(GIVEN PROBLEM):
Gather each line below that contains the word "building", and copy those lines out in full.

(RAW RECORDS):
***

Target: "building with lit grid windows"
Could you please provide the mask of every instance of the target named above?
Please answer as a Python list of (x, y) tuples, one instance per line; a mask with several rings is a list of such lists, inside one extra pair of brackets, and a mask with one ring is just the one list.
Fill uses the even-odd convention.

***

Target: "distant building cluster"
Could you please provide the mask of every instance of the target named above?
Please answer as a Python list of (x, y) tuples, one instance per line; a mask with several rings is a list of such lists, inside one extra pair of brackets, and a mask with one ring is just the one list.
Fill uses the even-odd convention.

***

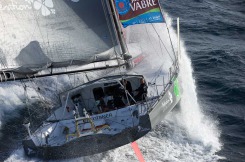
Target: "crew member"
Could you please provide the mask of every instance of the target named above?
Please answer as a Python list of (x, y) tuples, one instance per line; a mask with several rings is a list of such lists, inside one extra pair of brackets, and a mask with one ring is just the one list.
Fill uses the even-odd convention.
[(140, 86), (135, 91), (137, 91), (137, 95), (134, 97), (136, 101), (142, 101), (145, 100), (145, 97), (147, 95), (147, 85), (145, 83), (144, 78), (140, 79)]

***

(ANSWER FOR THE TASK):
Target: "building with lit grid windows"
Target: "distant building cluster"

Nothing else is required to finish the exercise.